Directive. List every line in the material below that contains the word "panes".

-- begin Raw data --

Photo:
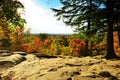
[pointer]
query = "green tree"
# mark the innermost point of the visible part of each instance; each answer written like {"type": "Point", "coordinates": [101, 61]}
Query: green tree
{"type": "Point", "coordinates": [9, 17]}
{"type": "Point", "coordinates": [110, 17]}
{"type": "Point", "coordinates": [80, 14]}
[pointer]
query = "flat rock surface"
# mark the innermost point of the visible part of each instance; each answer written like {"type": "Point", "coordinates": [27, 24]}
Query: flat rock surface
{"type": "Point", "coordinates": [34, 67]}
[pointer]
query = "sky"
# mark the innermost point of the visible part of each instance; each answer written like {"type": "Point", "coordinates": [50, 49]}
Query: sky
{"type": "Point", "coordinates": [40, 18]}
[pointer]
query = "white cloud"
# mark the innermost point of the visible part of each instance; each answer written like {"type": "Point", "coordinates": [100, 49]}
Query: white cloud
{"type": "Point", "coordinates": [41, 20]}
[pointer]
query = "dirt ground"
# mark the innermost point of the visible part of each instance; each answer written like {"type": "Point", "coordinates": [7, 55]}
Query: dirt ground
{"type": "Point", "coordinates": [34, 67]}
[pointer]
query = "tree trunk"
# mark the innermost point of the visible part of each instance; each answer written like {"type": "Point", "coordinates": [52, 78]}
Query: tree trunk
{"type": "Point", "coordinates": [88, 28]}
{"type": "Point", "coordinates": [118, 29]}
{"type": "Point", "coordinates": [110, 47]}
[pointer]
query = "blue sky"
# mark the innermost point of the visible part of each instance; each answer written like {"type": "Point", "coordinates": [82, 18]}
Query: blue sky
{"type": "Point", "coordinates": [40, 18]}
{"type": "Point", "coordinates": [48, 3]}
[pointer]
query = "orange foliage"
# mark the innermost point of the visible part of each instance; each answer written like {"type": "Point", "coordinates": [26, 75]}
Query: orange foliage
{"type": "Point", "coordinates": [116, 41]}
{"type": "Point", "coordinates": [77, 45]}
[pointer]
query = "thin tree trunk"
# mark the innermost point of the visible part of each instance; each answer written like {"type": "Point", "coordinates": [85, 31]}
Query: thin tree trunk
{"type": "Point", "coordinates": [88, 28]}
{"type": "Point", "coordinates": [118, 30]}
{"type": "Point", "coordinates": [110, 47]}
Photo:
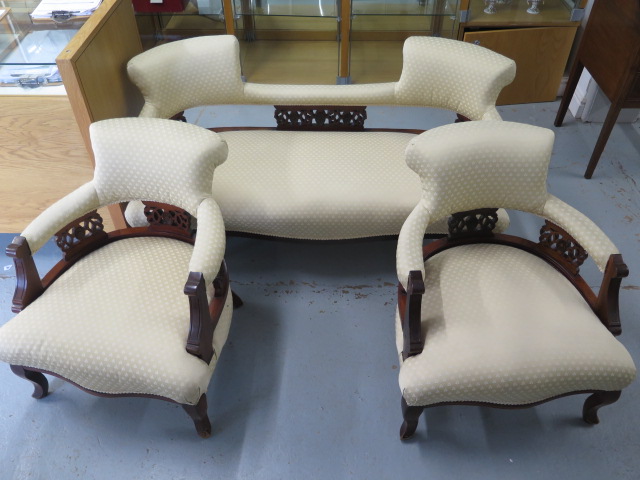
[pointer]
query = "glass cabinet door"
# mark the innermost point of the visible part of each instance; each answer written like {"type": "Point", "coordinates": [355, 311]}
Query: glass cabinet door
{"type": "Point", "coordinates": [204, 17]}
{"type": "Point", "coordinates": [29, 47]}
{"type": "Point", "coordinates": [288, 41]}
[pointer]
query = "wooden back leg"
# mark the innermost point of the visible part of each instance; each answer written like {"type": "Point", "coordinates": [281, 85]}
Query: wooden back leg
{"type": "Point", "coordinates": [39, 381]}
{"type": "Point", "coordinates": [411, 416]}
{"type": "Point", "coordinates": [198, 414]}
{"type": "Point", "coordinates": [593, 403]}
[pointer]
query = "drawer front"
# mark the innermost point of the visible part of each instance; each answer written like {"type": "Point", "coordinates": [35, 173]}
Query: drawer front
{"type": "Point", "coordinates": [634, 93]}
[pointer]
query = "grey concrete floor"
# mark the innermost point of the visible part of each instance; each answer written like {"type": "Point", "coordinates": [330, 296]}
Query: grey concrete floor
{"type": "Point", "coordinates": [307, 384]}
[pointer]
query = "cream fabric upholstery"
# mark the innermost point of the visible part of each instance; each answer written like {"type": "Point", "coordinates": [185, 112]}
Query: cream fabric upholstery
{"type": "Point", "coordinates": [301, 185]}
{"type": "Point", "coordinates": [488, 164]}
{"type": "Point", "coordinates": [453, 75]}
{"type": "Point", "coordinates": [188, 73]}
{"type": "Point", "coordinates": [174, 161]}
{"type": "Point", "coordinates": [127, 338]}
{"type": "Point", "coordinates": [364, 94]}
{"type": "Point", "coordinates": [210, 243]}
{"type": "Point", "coordinates": [586, 233]}
{"type": "Point", "coordinates": [486, 340]}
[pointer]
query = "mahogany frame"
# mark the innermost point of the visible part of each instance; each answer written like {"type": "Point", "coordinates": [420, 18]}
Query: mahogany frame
{"type": "Point", "coordinates": [558, 249]}
{"type": "Point", "coordinates": [85, 235]}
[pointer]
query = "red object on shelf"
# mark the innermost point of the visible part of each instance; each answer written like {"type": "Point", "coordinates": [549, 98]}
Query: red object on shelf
{"type": "Point", "coordinates": [159, 6]}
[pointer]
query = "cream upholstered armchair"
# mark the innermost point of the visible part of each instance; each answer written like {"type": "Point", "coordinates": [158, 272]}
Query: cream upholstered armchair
{"type": "Point", "coordinates": [136, 312]}
{"type": "Point", "coordinates": [309, 180]}
{"type": "Point", "coordinates": [492, 319]}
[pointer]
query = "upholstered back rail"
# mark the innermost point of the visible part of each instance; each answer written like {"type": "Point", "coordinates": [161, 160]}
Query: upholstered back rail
{"type": "Point", "coordinates": [436, 72]}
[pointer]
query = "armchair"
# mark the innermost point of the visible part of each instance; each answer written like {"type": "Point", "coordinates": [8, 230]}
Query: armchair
{"type": "Point", "coordinates": [115, 317]}
{"type": "Point", "coordinates": [492, 319]}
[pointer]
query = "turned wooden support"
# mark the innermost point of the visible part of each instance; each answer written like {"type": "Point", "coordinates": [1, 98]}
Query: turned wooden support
{"type": "Point", "coordinates": [409, 305]}
{"type": "Point", "coordinates": [607, 307]}
{"type": "Point", "coordinates": [200, 339]}
{"type": "Point", "coordinates": [28, 283]}
{"type": "Point", "coordinates": [198, 414]}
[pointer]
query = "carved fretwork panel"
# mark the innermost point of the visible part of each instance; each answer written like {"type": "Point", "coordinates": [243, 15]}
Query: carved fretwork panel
{"type": "Point", "coordinates": [473, 223]}
{"type": "Point", "coordinates": [563, 246]}
{"type": "Point", "coordinates": [77, 235]}
{"type": "Point", "coordinates": [320, 118]}
{"type": "Point", "coordinates": [164, 217]}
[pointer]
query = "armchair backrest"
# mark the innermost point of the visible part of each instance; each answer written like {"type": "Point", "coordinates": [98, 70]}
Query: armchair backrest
{"type": "Point", "coordinates": [188, 73]}
{"type": "Point", "coordinates": [489, 164]}
{"type": "Point", "coordinates": [437, 72]}
{"type": "Point", "coordinates": [154, 159]}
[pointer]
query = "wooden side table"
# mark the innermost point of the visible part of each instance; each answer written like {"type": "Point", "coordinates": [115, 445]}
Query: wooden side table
{"type": "Point", "coordinates": [610, 51]}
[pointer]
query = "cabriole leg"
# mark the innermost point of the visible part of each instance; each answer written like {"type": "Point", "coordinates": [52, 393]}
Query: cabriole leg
{"type": "Point", "coordinates": [593, 403]}
{"type": "Point", "coordinates": [198, 414]}
{"type": "Point", "coordinates": [39, 381]}
{"type": "Point", "coordinates": [411, 416]}
{"type": "Point", "coordinates": [237, 301]}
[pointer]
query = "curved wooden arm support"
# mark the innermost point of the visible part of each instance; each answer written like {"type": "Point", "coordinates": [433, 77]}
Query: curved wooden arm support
{"type": "Point", "coordinates": [606, 306]}
{"type": "Point", "coordinates": [28, 283]}
{"type": "Point", "coordinates": [409, 306]}
{"type": "Point", "coordinates": [204, 318]}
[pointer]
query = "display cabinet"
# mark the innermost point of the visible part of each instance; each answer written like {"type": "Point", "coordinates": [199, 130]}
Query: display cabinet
{"type": "Point", "coordinates": [28, 46]}
{"type": "Point", "coordinates": [379, 28]}
{"type": "Point", "coordinates": [537, 34]}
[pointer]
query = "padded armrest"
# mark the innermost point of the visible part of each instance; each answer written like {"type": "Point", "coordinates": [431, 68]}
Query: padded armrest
{"type": "Point", "coordinates": [48, 223]}
{"type": "Point", "coordinates": [208, 250]}
{"type": "Point", "coordinates": [582, 229]}
{"type": "Point", "coordinates": [409, 252]}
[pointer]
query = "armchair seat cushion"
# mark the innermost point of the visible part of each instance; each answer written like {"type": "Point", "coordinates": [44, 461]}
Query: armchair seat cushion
{"type": "Point", "coordinates": [316, 185]}
{"type": "Point", "coordinates": [502, 326]}
{"type": "Point", "coordinates": [117, 323]}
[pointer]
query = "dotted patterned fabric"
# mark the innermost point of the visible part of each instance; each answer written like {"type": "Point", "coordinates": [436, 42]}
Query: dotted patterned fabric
{"type": "Point", "coordinates": [48, 223]}
{"type": "Point", "coordinates": [488, 164]}
{"type": "Point", "coordinates": [174, 161]}
{"type": "Point", "coordinates": [502, 326]}
{"type": "Point", "coordinates": [188, 73]}
{"type": "Point", "coordinates": [586, 233]}
{"type": "Point", "coordinates": [127, 338]}
{"type": "Point", "coordinates": [454, 75]}
{"type": "Point", "coordinates": [437, 72]}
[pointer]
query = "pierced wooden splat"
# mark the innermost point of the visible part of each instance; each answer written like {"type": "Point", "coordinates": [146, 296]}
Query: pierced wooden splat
{"type": "Point", "coordinates": [320, 118]}
{"type": "Point", "coordinates": [473, 223]}
{"type": "Point", "coordinates": [562, 246]}
{"type": "Point", "coordinates": [163, 217]}
{"type": "Point", "coordinates": [75, 237]}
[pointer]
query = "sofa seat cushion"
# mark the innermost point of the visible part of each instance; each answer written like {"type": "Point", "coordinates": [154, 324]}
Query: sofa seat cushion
{"type": "Point", "coordinates": [117, 323]}
{"type": "Point", "coordinates": [502, 326]}
{"type": "Point", "coordinates": [316, 185]}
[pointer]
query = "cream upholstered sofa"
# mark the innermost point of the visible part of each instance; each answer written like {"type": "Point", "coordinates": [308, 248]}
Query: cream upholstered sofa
{"type": "Point", "coordinates": [492, 319]}
{"type": "Point", "coordinates": [320, 174]}
{"type": "Point", "coordinates": [112, 317]}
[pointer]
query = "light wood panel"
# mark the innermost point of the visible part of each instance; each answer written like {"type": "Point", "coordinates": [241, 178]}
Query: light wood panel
{"type": "Point", "coordinates": [42, 157]}
{"type": "Point", "coordinates": [299, 62]}
{"type": "Point", "coordinates": [540, 55]}
{"type": "Point", "coordinates": [93, 69]}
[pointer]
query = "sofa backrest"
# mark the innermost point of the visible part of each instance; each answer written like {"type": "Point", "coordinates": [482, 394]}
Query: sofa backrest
{"type": "Point", "coordinates": [437, 72]}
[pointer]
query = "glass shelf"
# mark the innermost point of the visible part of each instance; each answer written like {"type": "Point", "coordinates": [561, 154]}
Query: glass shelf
{"type": "Point", "coordinates": [28, 49]}
{"type": "Point", "coordinates": [517, 12]}
{"type": "Point", "coordinates": [288, 8]}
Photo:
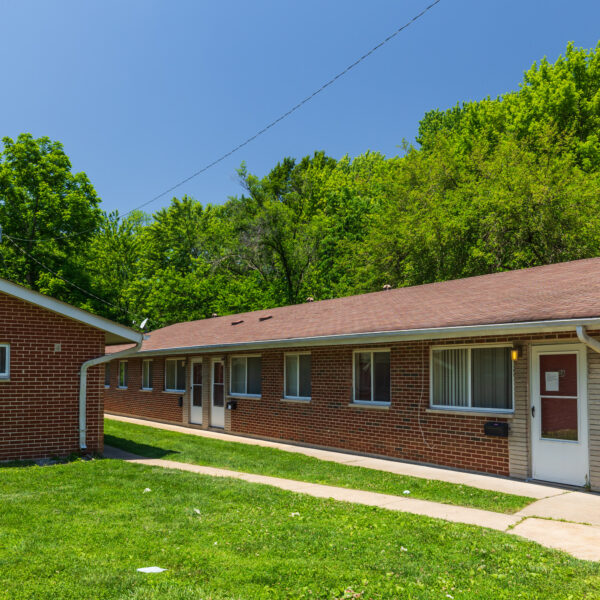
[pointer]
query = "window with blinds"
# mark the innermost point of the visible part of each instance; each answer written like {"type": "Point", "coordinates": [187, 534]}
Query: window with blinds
{"type": "Point", "coordinates": [478, 378]}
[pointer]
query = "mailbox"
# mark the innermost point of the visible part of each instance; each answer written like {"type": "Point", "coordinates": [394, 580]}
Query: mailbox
{"type": "Point", "coordinates": [496, 429]}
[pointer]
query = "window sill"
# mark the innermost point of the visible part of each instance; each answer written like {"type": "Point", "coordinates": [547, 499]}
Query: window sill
{"type": "Point", "coordinates": [471, 413]}
{"type": "Point", "coordinates": [296, 400]}
{"type": "Point", "coordinates": [370, 405]}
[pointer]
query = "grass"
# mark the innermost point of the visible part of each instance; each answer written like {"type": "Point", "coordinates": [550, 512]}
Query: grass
{"type": "Point", "coordinates": [80, 530]}
{"type": "Point", "coordinates": [160, 443]}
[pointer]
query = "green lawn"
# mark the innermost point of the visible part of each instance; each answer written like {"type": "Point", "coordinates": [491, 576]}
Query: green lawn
{"type": "Point", "coordinates": [80, 530]}
{"type": "Point", "coordinates": [159, 443]}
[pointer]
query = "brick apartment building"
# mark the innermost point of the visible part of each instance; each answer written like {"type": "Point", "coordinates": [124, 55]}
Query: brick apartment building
{"type": "Point", "coordinates": [43, 344]}
{"type": "Point", "coordinates": [498, 374]}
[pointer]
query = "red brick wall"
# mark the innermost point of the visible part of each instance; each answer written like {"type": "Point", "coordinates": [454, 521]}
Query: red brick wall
{"type": "Point", "coordinates": [155, 404]}
{"type": "Point", "coordinates": [39, 406]}
{"type": "Point", "coordinates": [404, 430]}
{"type": "Point", "coordinates": [407, 429]}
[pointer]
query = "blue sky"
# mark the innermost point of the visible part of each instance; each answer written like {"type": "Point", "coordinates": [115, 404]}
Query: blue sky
{"type": "Point", "coordinates": [142, 93]}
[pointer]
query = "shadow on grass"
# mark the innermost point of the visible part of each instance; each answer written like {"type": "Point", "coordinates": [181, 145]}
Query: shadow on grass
{"type": "Point", "coordinates": [12, 464]}
{"type": "Point", "coordinates": [135, 448]}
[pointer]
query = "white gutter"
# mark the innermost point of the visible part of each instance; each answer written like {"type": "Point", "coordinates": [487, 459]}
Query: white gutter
{"type": "Point", "coordinates": [587, 340]}
{"type": "Point", "coordinates": [83, 386]}
{"type": "Point", "coordinates": [376, 337]}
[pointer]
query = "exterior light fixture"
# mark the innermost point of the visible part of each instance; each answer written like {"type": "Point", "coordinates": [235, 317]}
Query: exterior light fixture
{"type": "Point", "coordinates": [516, 353]}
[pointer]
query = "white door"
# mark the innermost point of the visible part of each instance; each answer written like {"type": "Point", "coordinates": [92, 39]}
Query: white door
{"type": "Point", "coordinates": [217, 405]}
{"type": "Point", "coordinates": [196, 392]}
{"type": "Point", "coordinates": [559, 425]}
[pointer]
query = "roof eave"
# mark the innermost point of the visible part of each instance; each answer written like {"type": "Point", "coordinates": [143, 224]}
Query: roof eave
{"type": "Point", "coordinates": [115, 333]}
{"type": "Point", "coordinates": [377, 337]}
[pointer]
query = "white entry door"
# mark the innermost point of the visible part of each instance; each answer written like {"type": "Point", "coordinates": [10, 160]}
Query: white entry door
{"type": "Point", "coordinates": [196, 392]}
{"type": "Point", "coordinates": [217, 408]}
{"type": "Point", "coordinates": [559, 424]}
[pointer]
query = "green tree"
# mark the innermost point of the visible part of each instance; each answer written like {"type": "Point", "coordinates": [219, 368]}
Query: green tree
{"type": "Point", "coordinates": [51, 212]}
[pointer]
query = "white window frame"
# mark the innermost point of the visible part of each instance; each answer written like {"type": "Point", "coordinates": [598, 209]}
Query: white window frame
{"type": "Point", "coordinates": [6, 373]}
{"type": "Point", "coordinates": [245, 394]}
{"type": "Point", "coordinates": [469, 408]}
{"type": "Point", "coordinates": [297, 355]}
{"type": "Point", "coordinates": [150, 387]}
{"type": "Point", "coordinates": [370, 351]}
{"type": "Point", "coordinates": [123, 387]}
{"type": "Point", "coordinates": [175, 390]}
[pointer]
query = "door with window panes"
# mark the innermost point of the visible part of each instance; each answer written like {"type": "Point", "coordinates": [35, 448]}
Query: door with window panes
{"type": "Point", "coordinates": [559, 425]}
{"type": "Point", "coordinates": [196, 393]}
{"type": "Point", "coordinates": [217, 405]}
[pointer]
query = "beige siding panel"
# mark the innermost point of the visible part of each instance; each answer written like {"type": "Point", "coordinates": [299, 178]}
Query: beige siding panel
{"type": "Point", "coordinates": [594, 417]}
{"type": "Point", "coordinates": [518, 439]}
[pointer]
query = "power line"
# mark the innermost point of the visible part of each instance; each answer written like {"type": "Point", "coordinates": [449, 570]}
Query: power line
{"type": "Point", "coordinates": [264, 129]}
{"type": "Point", "coordinates": [49, 270]}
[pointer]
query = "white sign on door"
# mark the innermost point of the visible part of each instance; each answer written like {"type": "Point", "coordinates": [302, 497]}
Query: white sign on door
{"type": "Point", "coordinates": [552, 381]}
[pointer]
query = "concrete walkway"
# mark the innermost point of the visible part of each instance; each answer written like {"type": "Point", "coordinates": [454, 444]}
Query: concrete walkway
{"type": "Point", "coordinates": [582, 541]}
{"type": "Point", "coordinates": [484, 482]}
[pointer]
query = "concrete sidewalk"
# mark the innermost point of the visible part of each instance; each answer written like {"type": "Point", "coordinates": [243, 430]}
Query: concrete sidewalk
{"type": "Point", "coordinates": [582, 541]}
{"type": "Point", "coordinates": [484, 482]}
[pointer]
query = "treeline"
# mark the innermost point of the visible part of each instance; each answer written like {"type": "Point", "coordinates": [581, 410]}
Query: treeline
{"type": "Point", "coordinates": [491, 185]}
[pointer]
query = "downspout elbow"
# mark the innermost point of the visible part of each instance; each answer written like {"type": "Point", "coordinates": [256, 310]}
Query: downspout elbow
{"type": "Point", "coordinates": [590, 342]}
{"type": "Point", "coordinates": [83, 386]}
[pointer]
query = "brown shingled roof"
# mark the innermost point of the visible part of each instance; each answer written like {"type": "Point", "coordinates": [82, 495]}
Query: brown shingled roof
{"type": "Point", "coordinates": [560, 291]}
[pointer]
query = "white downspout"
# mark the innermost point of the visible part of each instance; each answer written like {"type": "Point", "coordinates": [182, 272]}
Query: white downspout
{"type": "Point", "coordinates": [590, 342]}
{"type": "Point", "coordinates": [83, 386]}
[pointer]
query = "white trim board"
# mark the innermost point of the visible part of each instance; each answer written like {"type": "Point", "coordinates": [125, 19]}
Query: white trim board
{"type": "Point", "coordinates": [115, 333]}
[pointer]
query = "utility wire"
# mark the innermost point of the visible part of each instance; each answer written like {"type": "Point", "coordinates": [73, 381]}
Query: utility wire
{"type": "Point", "coordinates": [264, 129]}
{"type": "Point", "coordinates": [49, 270]}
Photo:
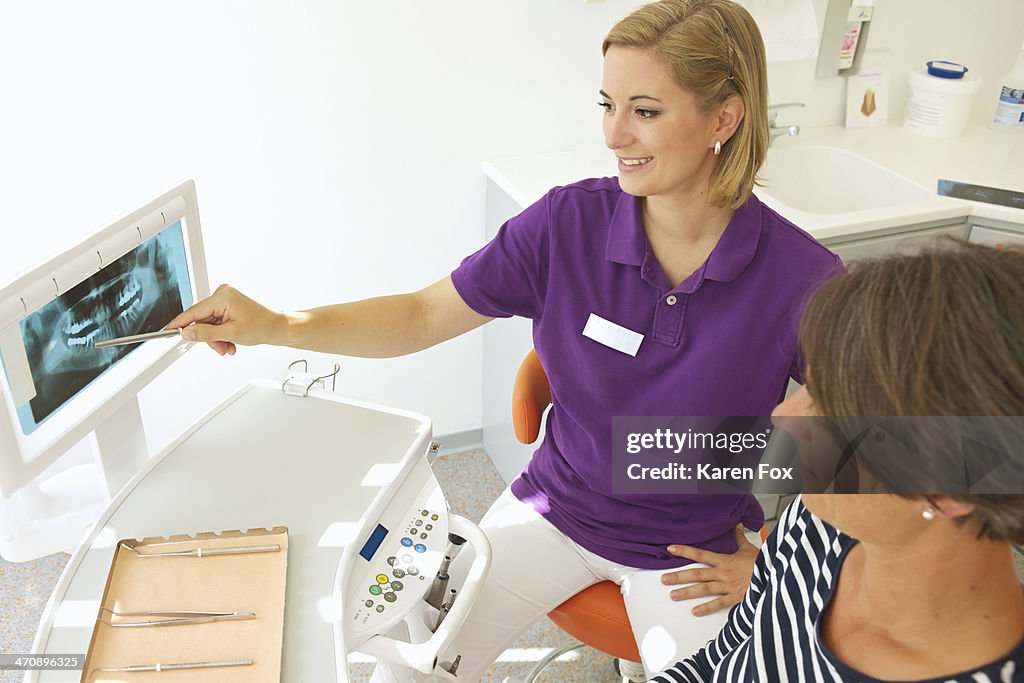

-- end Raw data --

Task result.
query = "door with window panes"
Query: door with window panes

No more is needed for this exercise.